→ **PASSAGE GIVEN**
** START **

In order to reconcile URIs with the identifier scheme used in formats such as obo, GAF, and how we display identifiers in publications and portals such as AmiGO, we conceive of GlobalIDs as *Compact URIs* (CURIES).

We assume a constant set of prefixes. For all ontologies used in GO, we assume that these have an OBO library PURL URI, so we have an implicit set of prefix declarations:

  @prefix GO: http://purl.obolibrary.org/obo/GO_
  @prefix CL: http://purl.obolibrary.org/obo/CL_
  @prefix CHEBI: http://purl.obolibrary.org/obo/CHEBI_

Problems with existing usage

The term "identifier" is used in different ways which causes confusion. Our concept of GlobalID corresponds with W3C CURIEs and should be unambiguous.

MGI and prefix doubling

MGI IDs are a major problem

GAF (cols 1-3):

 MGI     MGI:98297       Shh

Using the concatenation rule, this composes to the global ID

  • MGI:MGI:98297

Here we have a doubling up of the MGI prefix.

Note that NCBI previously used 'non-doubled- global identifiers of the form MGI:nnn, but they are now switching to the doubled form MGI:MGI:nnn - see http://www.ncbi.nlm.nih.gov/feed/rss.cgi?ChanKey=genenews article from Wed, 06 Aug 2014 "Important change coming for HGNC and MGI database identifiers"

** END **

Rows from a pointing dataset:
** START **

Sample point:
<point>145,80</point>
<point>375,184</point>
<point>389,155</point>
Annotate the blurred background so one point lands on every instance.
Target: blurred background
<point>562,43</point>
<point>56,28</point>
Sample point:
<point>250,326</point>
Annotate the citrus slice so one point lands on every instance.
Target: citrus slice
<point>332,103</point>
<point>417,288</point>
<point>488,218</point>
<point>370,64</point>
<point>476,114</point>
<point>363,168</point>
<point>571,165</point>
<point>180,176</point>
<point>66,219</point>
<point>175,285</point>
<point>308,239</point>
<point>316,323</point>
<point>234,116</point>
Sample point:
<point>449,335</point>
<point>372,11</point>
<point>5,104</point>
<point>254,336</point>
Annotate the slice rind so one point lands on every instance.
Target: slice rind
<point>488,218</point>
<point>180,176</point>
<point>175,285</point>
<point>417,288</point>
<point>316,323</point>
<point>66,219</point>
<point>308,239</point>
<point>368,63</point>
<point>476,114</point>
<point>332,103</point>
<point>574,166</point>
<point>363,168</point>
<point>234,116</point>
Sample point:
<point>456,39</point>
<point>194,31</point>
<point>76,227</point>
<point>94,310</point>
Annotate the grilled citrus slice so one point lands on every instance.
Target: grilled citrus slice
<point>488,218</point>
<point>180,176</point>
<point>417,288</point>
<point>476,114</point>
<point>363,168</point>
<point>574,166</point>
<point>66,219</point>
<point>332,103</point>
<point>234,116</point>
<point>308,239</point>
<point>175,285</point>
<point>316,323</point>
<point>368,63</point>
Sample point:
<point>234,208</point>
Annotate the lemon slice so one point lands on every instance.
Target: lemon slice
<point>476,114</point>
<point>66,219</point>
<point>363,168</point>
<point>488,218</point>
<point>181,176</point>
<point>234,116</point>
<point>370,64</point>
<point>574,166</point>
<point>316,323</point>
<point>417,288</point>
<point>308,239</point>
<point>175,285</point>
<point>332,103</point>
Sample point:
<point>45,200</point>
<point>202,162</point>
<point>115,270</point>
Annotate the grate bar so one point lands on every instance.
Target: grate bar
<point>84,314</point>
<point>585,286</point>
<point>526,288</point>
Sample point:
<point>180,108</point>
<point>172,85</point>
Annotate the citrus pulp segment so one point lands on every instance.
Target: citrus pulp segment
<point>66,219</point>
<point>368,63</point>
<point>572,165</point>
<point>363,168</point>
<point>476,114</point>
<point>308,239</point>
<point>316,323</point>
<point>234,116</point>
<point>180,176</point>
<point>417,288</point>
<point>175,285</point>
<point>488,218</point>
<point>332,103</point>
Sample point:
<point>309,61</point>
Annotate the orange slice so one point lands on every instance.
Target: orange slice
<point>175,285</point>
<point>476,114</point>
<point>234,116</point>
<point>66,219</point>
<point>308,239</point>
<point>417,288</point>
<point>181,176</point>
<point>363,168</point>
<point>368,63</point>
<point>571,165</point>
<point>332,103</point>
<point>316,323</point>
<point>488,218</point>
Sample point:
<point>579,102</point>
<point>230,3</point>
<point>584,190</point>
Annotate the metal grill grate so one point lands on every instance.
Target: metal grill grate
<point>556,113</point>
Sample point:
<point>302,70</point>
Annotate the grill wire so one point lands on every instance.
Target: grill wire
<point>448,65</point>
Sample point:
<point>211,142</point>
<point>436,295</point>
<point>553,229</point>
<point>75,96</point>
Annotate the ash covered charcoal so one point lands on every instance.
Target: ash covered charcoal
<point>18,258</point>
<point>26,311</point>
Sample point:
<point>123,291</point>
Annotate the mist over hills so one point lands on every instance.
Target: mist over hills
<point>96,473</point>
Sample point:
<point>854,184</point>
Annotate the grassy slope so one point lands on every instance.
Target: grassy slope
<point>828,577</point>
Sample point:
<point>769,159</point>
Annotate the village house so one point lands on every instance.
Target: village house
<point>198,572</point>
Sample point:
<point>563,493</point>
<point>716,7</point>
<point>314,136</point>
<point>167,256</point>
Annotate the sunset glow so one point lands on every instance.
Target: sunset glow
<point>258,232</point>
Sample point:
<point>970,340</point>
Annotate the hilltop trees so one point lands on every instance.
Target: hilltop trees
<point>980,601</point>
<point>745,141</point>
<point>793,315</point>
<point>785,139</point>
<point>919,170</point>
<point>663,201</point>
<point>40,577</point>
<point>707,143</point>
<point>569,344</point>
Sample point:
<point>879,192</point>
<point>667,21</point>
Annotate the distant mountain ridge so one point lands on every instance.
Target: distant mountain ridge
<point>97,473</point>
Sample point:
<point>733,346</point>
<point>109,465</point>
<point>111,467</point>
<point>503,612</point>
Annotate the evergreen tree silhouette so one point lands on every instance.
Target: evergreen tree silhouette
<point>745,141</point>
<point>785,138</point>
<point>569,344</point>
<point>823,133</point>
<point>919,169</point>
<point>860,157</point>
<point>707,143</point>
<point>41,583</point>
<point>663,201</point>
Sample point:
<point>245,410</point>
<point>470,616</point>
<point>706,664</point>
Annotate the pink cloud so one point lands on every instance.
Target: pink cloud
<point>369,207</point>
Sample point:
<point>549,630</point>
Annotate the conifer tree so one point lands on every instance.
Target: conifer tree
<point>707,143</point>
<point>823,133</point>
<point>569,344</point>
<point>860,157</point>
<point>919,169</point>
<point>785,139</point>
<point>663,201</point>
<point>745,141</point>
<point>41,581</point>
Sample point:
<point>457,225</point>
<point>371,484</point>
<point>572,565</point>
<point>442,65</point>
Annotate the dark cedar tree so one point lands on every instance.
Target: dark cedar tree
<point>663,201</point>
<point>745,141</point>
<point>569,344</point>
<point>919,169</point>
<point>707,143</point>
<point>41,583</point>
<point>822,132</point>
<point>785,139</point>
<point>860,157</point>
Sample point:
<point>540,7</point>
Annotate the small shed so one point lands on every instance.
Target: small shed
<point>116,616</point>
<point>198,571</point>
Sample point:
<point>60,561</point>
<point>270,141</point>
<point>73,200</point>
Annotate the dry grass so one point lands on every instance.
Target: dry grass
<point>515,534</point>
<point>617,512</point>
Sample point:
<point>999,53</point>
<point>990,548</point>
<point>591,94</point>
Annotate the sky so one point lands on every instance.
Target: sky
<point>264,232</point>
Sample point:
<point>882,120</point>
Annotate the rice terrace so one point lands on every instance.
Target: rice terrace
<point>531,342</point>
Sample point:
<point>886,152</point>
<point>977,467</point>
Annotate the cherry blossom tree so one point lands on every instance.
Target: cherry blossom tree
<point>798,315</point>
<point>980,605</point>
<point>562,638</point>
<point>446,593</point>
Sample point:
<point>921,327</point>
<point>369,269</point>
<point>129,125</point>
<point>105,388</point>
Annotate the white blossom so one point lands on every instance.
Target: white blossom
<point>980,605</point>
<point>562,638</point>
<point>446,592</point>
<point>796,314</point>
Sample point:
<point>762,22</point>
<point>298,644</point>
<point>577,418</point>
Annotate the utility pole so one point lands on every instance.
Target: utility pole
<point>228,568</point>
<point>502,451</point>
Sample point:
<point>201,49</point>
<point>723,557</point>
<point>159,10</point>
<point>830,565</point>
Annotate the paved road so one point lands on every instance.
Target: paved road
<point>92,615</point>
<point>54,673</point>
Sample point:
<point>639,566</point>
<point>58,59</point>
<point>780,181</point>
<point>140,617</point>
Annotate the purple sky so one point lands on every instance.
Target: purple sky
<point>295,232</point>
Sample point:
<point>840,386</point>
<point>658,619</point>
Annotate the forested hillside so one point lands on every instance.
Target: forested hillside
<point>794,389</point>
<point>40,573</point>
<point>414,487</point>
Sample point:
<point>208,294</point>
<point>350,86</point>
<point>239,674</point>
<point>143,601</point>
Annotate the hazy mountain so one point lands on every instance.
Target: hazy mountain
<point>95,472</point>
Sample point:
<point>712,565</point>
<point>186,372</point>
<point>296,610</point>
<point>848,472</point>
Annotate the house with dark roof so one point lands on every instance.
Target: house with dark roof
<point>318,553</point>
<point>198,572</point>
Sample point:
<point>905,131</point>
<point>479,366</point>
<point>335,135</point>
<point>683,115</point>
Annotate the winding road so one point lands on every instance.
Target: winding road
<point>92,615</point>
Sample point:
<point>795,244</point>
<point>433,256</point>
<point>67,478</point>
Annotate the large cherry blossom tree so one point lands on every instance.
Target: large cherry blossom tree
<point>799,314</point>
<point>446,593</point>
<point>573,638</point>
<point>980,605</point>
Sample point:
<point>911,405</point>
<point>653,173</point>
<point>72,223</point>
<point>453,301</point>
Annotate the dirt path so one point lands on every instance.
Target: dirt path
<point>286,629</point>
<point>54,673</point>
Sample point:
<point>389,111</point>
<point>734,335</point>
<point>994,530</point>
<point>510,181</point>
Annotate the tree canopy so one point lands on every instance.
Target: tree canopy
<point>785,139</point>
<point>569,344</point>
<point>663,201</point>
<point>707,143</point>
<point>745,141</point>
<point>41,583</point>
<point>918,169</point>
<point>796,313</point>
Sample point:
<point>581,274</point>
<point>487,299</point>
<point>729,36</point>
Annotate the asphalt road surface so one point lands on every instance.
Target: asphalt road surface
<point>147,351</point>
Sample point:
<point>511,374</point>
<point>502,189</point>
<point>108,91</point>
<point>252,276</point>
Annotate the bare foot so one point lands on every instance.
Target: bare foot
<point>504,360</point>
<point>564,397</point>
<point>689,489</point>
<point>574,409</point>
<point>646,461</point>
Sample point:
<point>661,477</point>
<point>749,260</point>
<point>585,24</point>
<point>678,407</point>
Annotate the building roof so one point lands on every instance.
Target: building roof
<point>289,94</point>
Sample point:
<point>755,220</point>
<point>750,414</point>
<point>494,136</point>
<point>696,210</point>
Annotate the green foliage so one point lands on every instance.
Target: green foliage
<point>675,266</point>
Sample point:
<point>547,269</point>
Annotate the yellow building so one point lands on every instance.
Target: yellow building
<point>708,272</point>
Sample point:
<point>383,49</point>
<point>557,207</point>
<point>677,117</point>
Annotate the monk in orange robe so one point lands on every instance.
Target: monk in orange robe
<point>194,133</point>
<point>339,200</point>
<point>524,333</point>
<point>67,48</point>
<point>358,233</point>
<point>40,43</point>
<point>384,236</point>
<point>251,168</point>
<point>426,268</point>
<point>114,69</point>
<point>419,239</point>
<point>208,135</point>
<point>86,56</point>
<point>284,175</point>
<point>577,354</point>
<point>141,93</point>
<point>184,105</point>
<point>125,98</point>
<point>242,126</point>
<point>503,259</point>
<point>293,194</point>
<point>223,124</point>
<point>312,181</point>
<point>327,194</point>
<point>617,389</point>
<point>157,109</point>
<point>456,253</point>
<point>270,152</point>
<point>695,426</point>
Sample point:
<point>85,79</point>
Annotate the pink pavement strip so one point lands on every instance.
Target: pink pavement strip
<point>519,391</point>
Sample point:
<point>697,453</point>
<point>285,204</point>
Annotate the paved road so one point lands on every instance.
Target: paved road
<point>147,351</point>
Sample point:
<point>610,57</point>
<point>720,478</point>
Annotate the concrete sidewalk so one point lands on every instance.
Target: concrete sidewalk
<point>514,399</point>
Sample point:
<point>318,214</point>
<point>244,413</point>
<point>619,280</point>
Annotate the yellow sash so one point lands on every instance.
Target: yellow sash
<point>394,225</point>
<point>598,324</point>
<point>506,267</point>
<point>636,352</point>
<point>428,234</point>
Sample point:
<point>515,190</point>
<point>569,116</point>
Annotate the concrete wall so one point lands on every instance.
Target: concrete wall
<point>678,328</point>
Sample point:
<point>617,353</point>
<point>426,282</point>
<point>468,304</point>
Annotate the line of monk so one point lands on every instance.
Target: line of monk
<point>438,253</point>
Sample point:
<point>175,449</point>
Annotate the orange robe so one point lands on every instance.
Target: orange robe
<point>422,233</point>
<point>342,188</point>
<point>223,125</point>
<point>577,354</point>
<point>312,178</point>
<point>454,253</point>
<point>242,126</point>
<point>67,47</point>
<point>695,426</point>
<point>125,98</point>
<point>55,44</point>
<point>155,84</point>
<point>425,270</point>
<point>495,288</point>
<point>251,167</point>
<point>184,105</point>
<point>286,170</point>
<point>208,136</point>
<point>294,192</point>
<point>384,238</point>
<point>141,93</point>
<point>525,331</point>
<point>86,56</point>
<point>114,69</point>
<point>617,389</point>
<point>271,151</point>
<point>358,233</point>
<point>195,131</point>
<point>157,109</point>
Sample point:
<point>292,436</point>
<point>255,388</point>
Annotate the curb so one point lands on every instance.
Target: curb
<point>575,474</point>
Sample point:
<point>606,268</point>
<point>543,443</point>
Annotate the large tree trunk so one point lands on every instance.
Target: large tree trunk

** END **

→ **TASK DETAILS**
Answer these questions from the passage on identifiers above the data:
(a) What does the passage conceive of GlobalIDs as?
(b) What URI is declared for the CHEBI prefix?
(c) What global ID does the concatenation rule compose from the GAF row shown?

→ **ANSWER BELOW**
(a) Compact URIs (CURIEs).
(b) http://purl.obolibrary.org/obo/CHEBI_
(c) MGI:MGI:98297